> The problem
Take every line from the entries below that includes the word "draw" and copy it.

> Entries shown
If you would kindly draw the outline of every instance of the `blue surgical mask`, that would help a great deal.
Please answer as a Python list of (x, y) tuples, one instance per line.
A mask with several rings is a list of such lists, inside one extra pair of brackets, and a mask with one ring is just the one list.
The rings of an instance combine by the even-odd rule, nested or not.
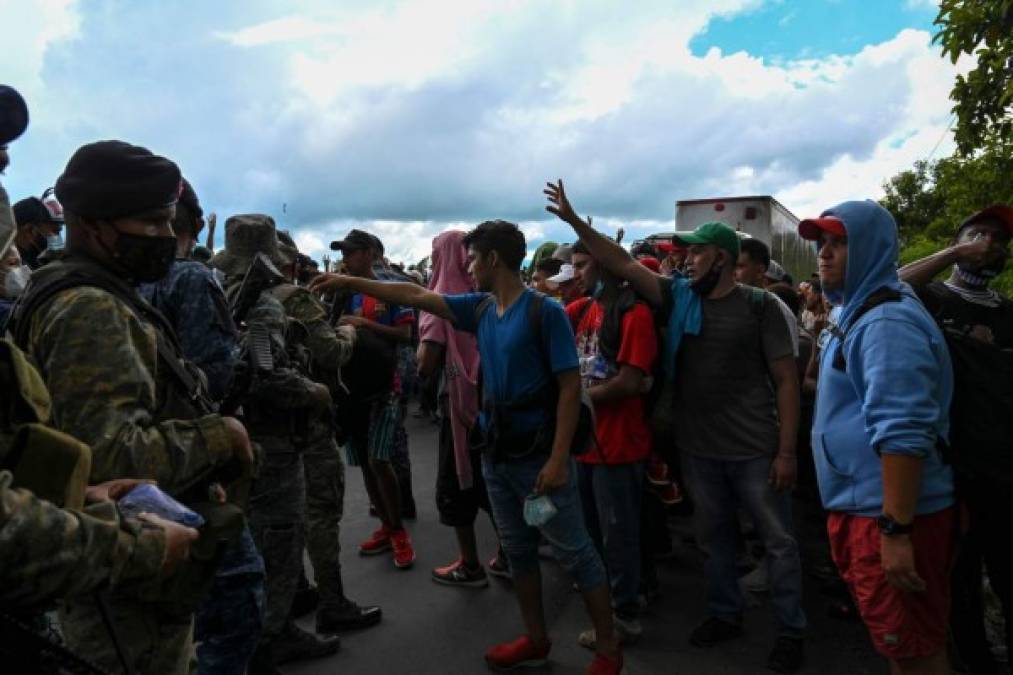
[(46, 235), (46, 250), (62, 251), (63, 237), (59, 233)]

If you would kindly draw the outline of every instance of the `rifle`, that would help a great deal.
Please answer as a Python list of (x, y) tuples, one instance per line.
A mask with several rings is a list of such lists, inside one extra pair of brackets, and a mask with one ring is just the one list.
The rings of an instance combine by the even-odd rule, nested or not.
[(270, 258), (263, 253), (254, 254), (253, 260), (250, 262), (250, 268), (246, 270), (246, 275), (239, 285), (239, 291), (229, 303), (232, 309), (232, 318), (235, 320), (236, 325), (241, 326), (243, 324), (246, 320), (246, 315), (257, 304), (261, 293), (274, 288), (284, 281), (285, 276), (278, 271), (278, 268), (274, 266)]

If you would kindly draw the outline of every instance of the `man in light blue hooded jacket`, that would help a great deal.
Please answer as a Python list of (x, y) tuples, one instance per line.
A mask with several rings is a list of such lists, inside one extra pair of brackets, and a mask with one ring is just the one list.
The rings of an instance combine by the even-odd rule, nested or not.
[(946, 342), (897, 276), (897, 227), (873, 201), (799, 223), (835, 305), (820, 337), (812, 445), (834, 561), (893, 673), (948, 673), (953, 474), (941, 448)]

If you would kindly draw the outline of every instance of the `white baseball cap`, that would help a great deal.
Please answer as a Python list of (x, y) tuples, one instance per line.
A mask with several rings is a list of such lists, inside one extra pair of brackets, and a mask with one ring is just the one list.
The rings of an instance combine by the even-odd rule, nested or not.
[(567, 281), (573, 281), (573, 265), (563, 263), (559, 268), (559, 274), (551, 276), (545, 281), (553, 286), (559, 286), (560, 284), (565, 284)]

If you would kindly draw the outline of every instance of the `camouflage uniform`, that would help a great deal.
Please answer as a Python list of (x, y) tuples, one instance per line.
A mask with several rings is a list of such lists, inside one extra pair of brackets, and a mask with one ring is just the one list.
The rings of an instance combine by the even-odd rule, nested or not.
[(157, 577), (165, 535), (120, 520), (111, 504), (61, 509), (11, 488), (0, 471), (0, 602), (29, 608)]
[[(65, 273), (68, 261), (36, 272), (32, 283)], [(158, 363), (159, 329), (120, 297), (76, 286), (18, 319), (28, 321), (26, 351), (52, 397), (54, 425), (92, 448), (92, 483), (152, 478), (178, 494), (232, 458), (222, 418), (194, 411)], [(189, 670), (191, 620), (126, 593), (115, 593), (109, 604), (135, 670)], [(72, 648), (107, 670), (119, 669), (94, 603), (67, 603), (61, 625)]]
[(246, 323), (267, 327), (276, 363), (243, 402), (250, 438), (265, 455), (250, 493), (250, 527), (267, 570), (264, 638), (270, 640), (288, 620), (302, 569), (306, 483), (299, 450), (320, 399), (314, 382), (287, 367), (288, 319), (270, 292), (261, 293)]
[[(352, 356), (355, 332), (335, 331), (327, 322), (327, 310), (309, 291), (284, 284), (272, 289), (285, 313), (306, 329), (304, 344), (315, 379), (337, 385), (341, 366)], [(321, 608), (336, 607), (344, 600), (341, 583), (341, 517), (345, 501), (345, 464), (341, 459), (329, 415), (310, 420), (303, 450), (306, 470), (306, 548), (320, 589)]]
[[(211, 269), (176, 259), (165, 278), (138, 290), (176, 329), (183, 355), (207, 376), (211, 397), (224, 399), (239, 357), (239, 336)], [(222, 558), (194, 617), (199, 675), (242, 675), (260, 641), (263, 618), (264, 561), (245, 527)]]

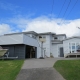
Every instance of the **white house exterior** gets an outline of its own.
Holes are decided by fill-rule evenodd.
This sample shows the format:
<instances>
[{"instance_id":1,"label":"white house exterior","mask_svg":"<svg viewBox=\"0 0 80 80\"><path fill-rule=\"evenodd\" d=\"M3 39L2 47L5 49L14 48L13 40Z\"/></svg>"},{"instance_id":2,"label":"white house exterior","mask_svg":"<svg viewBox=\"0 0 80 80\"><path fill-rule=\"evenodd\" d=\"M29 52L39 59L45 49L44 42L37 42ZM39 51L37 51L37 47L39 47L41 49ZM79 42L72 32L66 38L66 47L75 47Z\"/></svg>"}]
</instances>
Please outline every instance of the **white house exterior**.
<instances>
[{"instance_id":1,"label":"white house exterior","mask_svg":"<svg viewBox=\"0 0 80 80\"><path fill-rule=\"evenodd\" d=\"M43 49L41 47L40 37L46 41L43 43ZM20 59L25 59L30 51L27 51L29 47L35 47L35 57L41 57L41 50L43 51L43 57L61 57L60 48L63 47L63 42L66 38L65 34L56 35L55 33L36 33L34 31L4 34L0 36L0 46L8 48L10 56L19 56ZM27 49L26 49L27 47ZM30 57L31 54L28 54ZM29 57L28 56L28 57Z\"/></svg>"},{"instance_id":2,"label":"white house exterior","mask_svg":"<svg viewBox=\"0 0 80 80\"><path fill-rule=\"evenodd\" d=\"M62 40L66 39L66 35L65 34L56 35L55 33L48 32L38 34L37 38L39 36L46 39L46 42L43 43L44 56L60 57L60 48L63 47ZM39 44L41 45L40 41Z\"/></svg>"},{"instance_id":3,"label":"white house exterior","mask_svg":"<svg viewBox=\"0 0 80 80\"><path fill-rule=\"evenodd\" d=\"M40 38L45 39L43 49ZM80 48L80 37L67 38L65 34L51 32L36 33L34 31L4 34L0 36L0 46L8 48L10 56L19 56L19 59L43 57L64 57L68 53L76 53ZM35 49L35 55L30 49ZM30 53L30 54L28 54ZM28 54L28 55L27 55Z\"/></svg>"}]
</instances>

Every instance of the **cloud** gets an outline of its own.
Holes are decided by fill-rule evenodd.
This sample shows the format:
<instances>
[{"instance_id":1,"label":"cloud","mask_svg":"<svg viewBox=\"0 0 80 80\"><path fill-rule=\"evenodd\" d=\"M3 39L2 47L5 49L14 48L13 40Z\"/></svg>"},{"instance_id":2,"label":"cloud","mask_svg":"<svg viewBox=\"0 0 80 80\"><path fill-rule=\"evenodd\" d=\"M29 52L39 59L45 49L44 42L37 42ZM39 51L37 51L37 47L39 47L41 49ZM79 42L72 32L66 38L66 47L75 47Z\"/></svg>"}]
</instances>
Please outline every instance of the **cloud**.
<instances>
[{"instance_id":1,"label":"cloud","mask_svg":"<svg viewBox=\"0 0 80 80\"><path fill-rule=\"evenodd\" d=\"M61 19L39 17L28 21L23 31L55 32L57 34L66 34L68 37L80 36L80 30L77 28L77 26L80 26L80 19L65 20L65 23L59 24L60 22Z\"/></svg>"},{"instance_id":2,"label":"cloud","mask_svg":"<svg viewBox=\"0 0 80 80\"><path fill-rule=\"evenodd\" d=\"M13 32L8 24L0 24L0 35Z\"/></svg>"},{"instance_id":3,"label":"cloud","mask_svg":"<svg viewBox=\"0 0 80 80\"><path fill-rule=\"evenodd\" d=\"M62 21L62 22L61 22ZM9 20L11 24L15 24L15 30L12 30L9 25L5 25L5 32L14 31L35 31L37 33L41 32L54 32L56 34L66 34L68 37L80 36L80 19L75 20L63 20L57 18L49 18L46 16L41 16L37 18L14 18ZM3 26L3 25L2 25ZM8 28L7 28L8 27ZM8 30L7 30L7 29ZM3 31L3 30L2 30ZM0 33L4 33L1 32Z\"/></svg>"}]
</instances>

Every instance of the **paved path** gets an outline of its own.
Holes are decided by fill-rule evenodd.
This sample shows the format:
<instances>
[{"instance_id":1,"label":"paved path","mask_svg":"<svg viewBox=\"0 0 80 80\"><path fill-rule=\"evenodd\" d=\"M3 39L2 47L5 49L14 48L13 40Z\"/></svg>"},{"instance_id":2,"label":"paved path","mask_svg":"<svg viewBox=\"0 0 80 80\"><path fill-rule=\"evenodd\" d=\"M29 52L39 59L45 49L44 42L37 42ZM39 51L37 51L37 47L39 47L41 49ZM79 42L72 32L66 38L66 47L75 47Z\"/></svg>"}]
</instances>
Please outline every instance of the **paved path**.
<instances>
[{"instance_id":1,"label":"paved path","mask_svg":"<svg viewBox=\"0 0 80 80\"><path fill-rule=\"evenodd\" d=\"M65 80L53 68L58 59L27 59L16 80Z\"/></svg>"}]
</instances>

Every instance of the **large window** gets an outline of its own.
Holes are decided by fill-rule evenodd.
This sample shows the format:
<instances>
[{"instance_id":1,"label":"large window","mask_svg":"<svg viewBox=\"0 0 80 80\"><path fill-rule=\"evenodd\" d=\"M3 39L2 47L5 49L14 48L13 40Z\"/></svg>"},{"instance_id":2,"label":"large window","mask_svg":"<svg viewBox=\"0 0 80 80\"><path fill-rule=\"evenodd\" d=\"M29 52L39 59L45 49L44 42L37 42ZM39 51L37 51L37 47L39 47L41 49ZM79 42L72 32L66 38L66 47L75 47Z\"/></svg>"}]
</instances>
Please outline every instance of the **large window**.
<instances>
[{"instance_id":1,"label":"large window","mask_svg":"<svg viewBox=\"0 0 80 80\"><path fill-rule=\"evenodd\" d=\"M76 51L80 52L80 43L76 43Z\"/></svg>"},{"instance_id":2,"label":"large window","mask_svg":"<svg viewBox=\"0 0 80 80\"><path fill-rule=\"evenodd\" d=\"M69 52L80 52L80 43L69 43Z\"/></svg>"},{"instance_id":3,"label":"large window","mask_svg":"<svg viewBox=\"0 0 80 80\"><path fill-rule=\"evenodd\" d=\"M76 50L75 50L75 43L72 43L72 52L73 53L76 52Z\"/></svg>"}]
</instances>

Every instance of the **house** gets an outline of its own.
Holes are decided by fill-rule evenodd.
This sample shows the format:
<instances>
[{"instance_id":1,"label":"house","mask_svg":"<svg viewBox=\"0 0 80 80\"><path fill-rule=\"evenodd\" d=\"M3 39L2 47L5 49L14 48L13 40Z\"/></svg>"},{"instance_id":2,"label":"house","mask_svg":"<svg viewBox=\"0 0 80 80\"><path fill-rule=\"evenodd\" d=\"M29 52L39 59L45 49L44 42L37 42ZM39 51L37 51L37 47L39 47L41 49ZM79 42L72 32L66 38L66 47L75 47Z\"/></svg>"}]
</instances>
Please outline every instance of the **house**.
<instances>
[{"instance_id":1,"label":"house","mask_svg":"<svg viewBox=\"0 0 80 80\"><path fill-rule=\"evenodd\" d=\"M42 43L40 38L45 39ZM79 48L80 37L67 38L65 34L52 32L36 33L34 31L4 34L0 36L0 46L8 49L9 57L19 59L43 57L65 57L75 53ZM77 47L78 46L78 47Z\"/></svg>"},{"instance_id":2,"label":"house","mask_svg":"<svg viewBox=\"0 0 80 80\"><path fill-rule=\"evenodd\" d=\"M39 37L45 39L43 43L43 57L63 57L63 41L65 34L36 33L34 31L4 34L0 36L0 46L8 49L9 57L18 56L19 59L40 58L41 42Z\"/></svg>"}]
</instances>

> Task solution
If you would kindly draw the outline of every instance of the `blue surgical mask`, that would help a great deal.
If you would kindly draw the outline of every instance of the `rifle`, that would help a great deal.
If you would kindly draw the outline of every instance of the `man in light blue hooded jacket`, that would help a great deal.
If you would kindly draw the outline of every instance of the `white baseball cap`, that would help a great deal.
If you would kindly draw the outline of every instance of the `camouflage uniform`, that would help a great deal.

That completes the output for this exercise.